**WORK REQUIRED**:
Continue the forum thread on liver supplements and protein powder from where it stops.

**TEXT SECTION**:
# Man my doctor just fvcked my head up !!!!!!!!



## purplerain (Feb 10, 2011)

I just came home from seeing my doctor for a physcial ya know the whole nine. So he did a blood draw and then came back with the results.Everything was beautiful. So I was asking about the liver numbers (34) and he said everything was great. Reason why I asked, I along with the orals and aminos I also take bp meds and for a while I was taking meds for a toenail fungus and that sh1t is just as harsh or maybe even harsher than juice. Then I said that I protect my liver by taking MILK THISTLE and LIVERITE LIVER AID. This KAT told me that NONE OF THAT SH1T WORKS AND TO STOP WASTING MY MONEY AND ALSO TOLD ME THAT PROTEIN POWDERS DON'T WORK ALSO. So I asked him how does one protect their liver check this out HE SAID NOTHING WORKS. MAN I RAN DOWN ON HIM EVERYTHING I READ UP ON THAT SAID IT HELPS REGENERATE OR PROTECTS THE LIVER AND HE SAID IT WAS ALL GARBINO. COME ON TALK TO ME PEOPLE. I'M TAKING AA17 ORALS AND I'M DOING ALL THE RIGHT THINGS I'M SUPPOSE TO TO PROTECT MY BODY AND THIS KAT JUST BLOWED IT OUT THE WATER. IS THER SOME BIAS IN HERE SOME WHERE. THE PHONE LINES ARE OPEN TALK TO ME PEOPLE!!!!!


----------



## GMO (Feb 10, 2011)

Personally, I've never used liver supps and I run the hell out of orals.  That being said, I do get blood work done regularly to make sure my liver vals are g2g.  The fact that he said protein powder doesn't work, tells me me that he has his head shoved up his ass.  There are plenty of studies the demonstrate how protein supplementation increases LBM. As far as the liver supps go...I have no idea...

Anyone?


----------



## bknoxx (Feb 10, 2011)

dude id like to know as well i take milk thistle. 

 but hey atleast u know ur liver os good so something is working right


----------



## bknoxx (Feb 10, 2011)

im sure Heavy will know


----------



## Imosted (Feb 10, 2011)

When i was talking to my doc she said it helps but not much of a big deal.it is better then nothing i guess..
For the protein powder moderate amounts of use proven to be good, i don't think he is into reading research's.


----------



## Glycomann (Feb 10, 2011)

Some of this stuff, or extracts there of, are actually used in the medical profession in liver disease.  I'll try to get more into it later after work tonight.  but essentially, your doc is ignorant of the current medical practice in liver disease and seems to be incurious.


----------



## BigBird (Feb 10, 2011)

Protein powders don't work?? It's hard to put any stock in that bootleg doctor's opinion. Supplimenting my diet with extra protien has worked wonders. Tell your doc to put that in his pipe and smoke it. Like GMO, I too run the hell out of 17aa orals and liver values are gtg. I've been taking LiverAid and milk thistle so I'd like to think they're helping to some degree or another. My own doctor told me too much protein can stress the kidneys but your body's ability to digest and process extra protein is greatly enhanced by aas; hence the increase of protein synthesis aka muscle building properties that aas enables and promotes.

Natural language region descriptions
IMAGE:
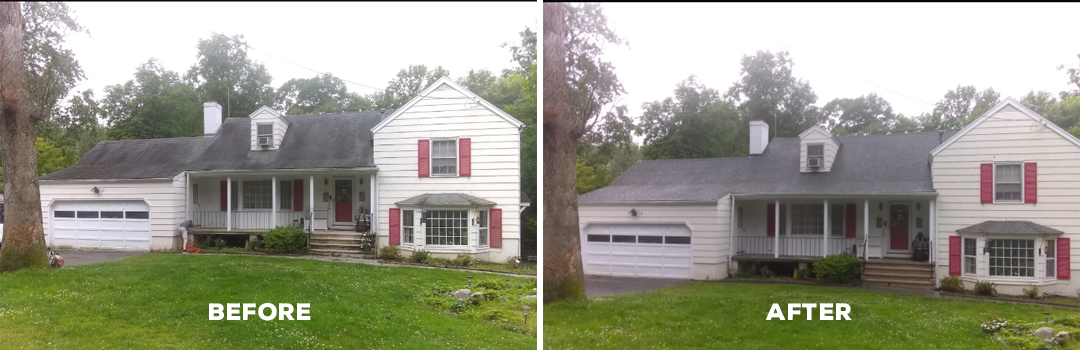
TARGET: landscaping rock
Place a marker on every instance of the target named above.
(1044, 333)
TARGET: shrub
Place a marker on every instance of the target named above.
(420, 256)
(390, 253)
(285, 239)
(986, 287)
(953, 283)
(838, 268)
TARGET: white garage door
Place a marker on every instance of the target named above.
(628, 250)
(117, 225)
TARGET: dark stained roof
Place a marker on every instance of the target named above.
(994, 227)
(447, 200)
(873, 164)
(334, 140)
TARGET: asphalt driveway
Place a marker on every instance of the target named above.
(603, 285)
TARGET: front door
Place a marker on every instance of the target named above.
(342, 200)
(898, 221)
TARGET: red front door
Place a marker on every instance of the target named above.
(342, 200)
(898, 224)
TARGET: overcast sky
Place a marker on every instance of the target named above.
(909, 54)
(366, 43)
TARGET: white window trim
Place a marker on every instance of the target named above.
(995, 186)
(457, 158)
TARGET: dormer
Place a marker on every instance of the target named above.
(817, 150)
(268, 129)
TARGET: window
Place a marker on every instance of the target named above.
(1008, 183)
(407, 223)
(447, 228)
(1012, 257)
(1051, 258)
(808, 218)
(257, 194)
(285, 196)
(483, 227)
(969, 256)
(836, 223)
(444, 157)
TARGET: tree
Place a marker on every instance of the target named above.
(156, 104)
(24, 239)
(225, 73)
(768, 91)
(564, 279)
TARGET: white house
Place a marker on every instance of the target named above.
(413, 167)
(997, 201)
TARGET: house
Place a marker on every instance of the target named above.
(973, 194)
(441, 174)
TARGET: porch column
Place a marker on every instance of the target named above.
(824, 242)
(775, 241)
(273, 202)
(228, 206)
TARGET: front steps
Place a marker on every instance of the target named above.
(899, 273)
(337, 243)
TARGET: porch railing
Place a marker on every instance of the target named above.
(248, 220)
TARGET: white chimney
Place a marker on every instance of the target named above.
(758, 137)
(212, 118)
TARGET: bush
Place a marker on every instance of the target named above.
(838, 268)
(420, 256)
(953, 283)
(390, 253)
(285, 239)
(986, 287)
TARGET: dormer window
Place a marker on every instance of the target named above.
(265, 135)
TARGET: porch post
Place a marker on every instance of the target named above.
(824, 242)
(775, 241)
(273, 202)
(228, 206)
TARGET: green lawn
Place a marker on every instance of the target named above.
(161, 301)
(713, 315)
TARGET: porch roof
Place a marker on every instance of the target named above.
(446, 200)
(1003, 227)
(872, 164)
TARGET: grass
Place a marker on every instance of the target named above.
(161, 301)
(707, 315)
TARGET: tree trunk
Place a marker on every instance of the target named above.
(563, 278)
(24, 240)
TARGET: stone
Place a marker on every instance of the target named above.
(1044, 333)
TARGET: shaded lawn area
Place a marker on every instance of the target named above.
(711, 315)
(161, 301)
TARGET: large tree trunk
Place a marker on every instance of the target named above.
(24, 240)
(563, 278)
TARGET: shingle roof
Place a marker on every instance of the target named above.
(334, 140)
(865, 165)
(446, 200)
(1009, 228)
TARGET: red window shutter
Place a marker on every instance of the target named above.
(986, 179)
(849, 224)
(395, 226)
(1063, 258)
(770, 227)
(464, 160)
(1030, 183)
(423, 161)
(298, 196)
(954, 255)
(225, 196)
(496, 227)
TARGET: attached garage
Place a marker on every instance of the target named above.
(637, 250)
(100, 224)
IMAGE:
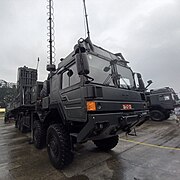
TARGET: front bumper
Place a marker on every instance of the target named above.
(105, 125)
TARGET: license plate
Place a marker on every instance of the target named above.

**RESULT**:
----------



## heavyiron (Feb 10, 2011)

US docs are pretty ignorant when it comes to sups. In fact they are down right retarded most of the time. Find a more educated doc...


----------



## Arnold (Feb 10, 2011)

heavyiron said:


> US docs are pretty ignorant when it comes to sups. In fact they are down right retarded most of the time. Find a more educated doc...



exactly what I was thinking, remember doctors are legal drug dealers, they get paid to write scripts for drugs, supplements don't help their business.


----------



## BigBird (Feb 10, 2011)

heavyiron said:


> US docs are pretty ignorant when it comes to sups. In fact they are down right retarded most of the time. Find a more educated doc...


 

I was amazed at how little my PCP knew about aas.  He knew some basics but I swear he hasn't spent one percent of the amount of time I have reading/researching.  And it seemd to irk him that I had to "educate" him when his lack of knowledge was apparent.  I guess for solid medical advice regarding aas we need to seek out docs specializing in either Sports Medicine or an actual Endocrinologist.  Maybe.


----------



## heavyiron (Feb 10, 2011)

BigBird said:


> I was amazed at how little my PCP knew about aas. He knew some basics but I swear he hasn't spent one percent of the amount of time I have reading/researching. And it seemd to irk him that I had to "educate" him when his lack of knowledge was apparent. I guess for solid medical advice regarding aas we need to seek out docs specializing in either Sports Medicine or an actual Endocrinologist. Maybe.


 I have had the same experience. I finally found a urologist that I can talk to and he knows what I am referring to. It is great seeing him. He has read all the studies and understands them.


----------



## purplerain (Feb 10, 2011)

BigBird said:


> I was amazed at how little my PCP knew about aas.  He knew some basics but I swear he hasn't spent one percent of the amount of time I have reading/researching.  And it seemd to irk him that I had to "educate" him when his lack of knowledge was apparent.  I guess for solid medical advice regarding aas we need to seek out docs specializing in either Sports Medicine or an actual Endocrinologist.  Maybe.



Sh!t WHY didn't i think of that ?


----------



## Spunout (Feb 10, 2011)

Sounds like your doc is a mentally deficient...  Who knows maybe he jacked up your labs too...  Its time to seek alternate consultation.


----------



## SUPERFLY1234 (Feb 10, 2011)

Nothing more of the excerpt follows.